The task. For the listing below, output exactly the lines from the line with "An <instance> block" up to and including the line with "rough mask: <svg", and no other lines.

Entries provided.
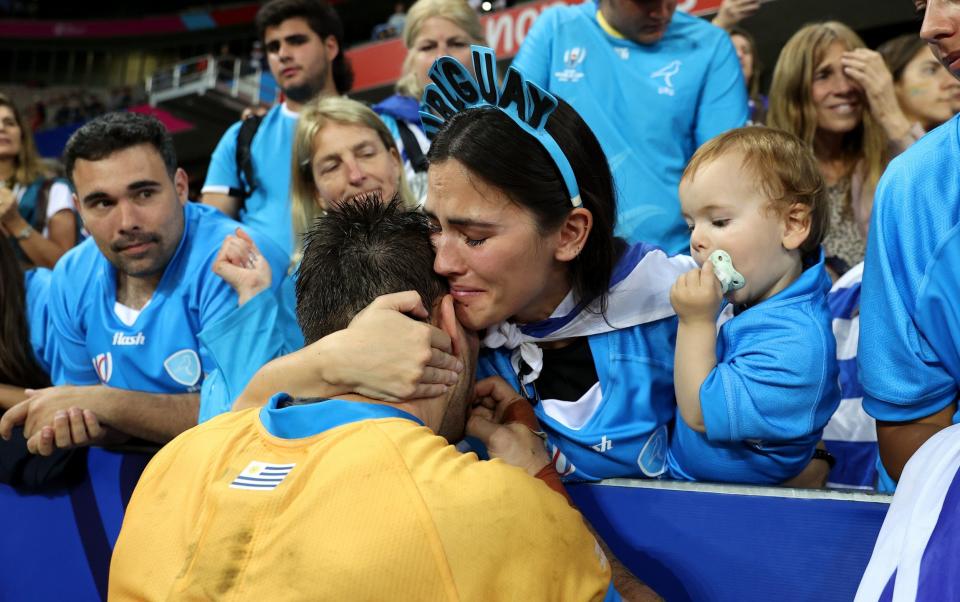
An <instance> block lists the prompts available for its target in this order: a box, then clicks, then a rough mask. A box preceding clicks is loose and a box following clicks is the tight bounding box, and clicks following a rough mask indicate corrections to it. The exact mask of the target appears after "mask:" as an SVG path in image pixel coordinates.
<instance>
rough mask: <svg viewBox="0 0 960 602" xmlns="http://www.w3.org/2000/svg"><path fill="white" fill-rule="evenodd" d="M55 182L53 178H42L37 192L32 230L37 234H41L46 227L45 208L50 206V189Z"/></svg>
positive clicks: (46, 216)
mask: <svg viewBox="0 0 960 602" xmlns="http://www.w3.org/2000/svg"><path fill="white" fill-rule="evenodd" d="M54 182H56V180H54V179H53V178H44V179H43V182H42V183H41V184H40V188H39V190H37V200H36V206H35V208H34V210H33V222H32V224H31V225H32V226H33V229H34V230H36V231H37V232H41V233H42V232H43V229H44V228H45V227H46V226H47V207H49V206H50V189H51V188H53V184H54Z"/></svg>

--

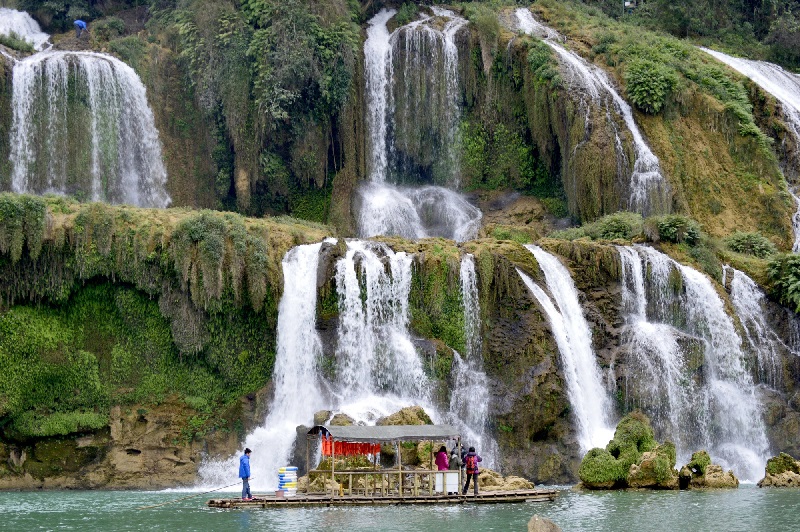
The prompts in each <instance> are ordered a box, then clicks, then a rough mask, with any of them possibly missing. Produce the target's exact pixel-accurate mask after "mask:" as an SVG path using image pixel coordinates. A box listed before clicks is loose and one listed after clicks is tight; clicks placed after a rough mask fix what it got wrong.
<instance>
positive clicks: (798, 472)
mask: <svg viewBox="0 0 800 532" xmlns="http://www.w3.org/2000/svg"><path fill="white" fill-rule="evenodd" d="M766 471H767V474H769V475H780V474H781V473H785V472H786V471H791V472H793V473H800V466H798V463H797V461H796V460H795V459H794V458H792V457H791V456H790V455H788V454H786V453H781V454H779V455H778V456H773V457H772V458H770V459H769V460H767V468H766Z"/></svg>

Answer box.
An <instance> block lists the prompts available for its target in this order: a box, then clicks, then a rough mask. A box preceding clicks is loose and a box following clicks is the tight bounding box, and clicks following a rough mask indicate corrections to it. The exact mask of the target appears after "mask:" as an SVG path in image pixel coordinates.
<instance>
rough mask: <svg viewBox="0 0 960 602" xmlns="http://www.w3.org/2000/svg"><path fill="white" fill-rule="evenodd" d="M55 182L53 178H42L37 192L32 230L37 234H41L46 227L45 208L50 206V189Z"/></svg>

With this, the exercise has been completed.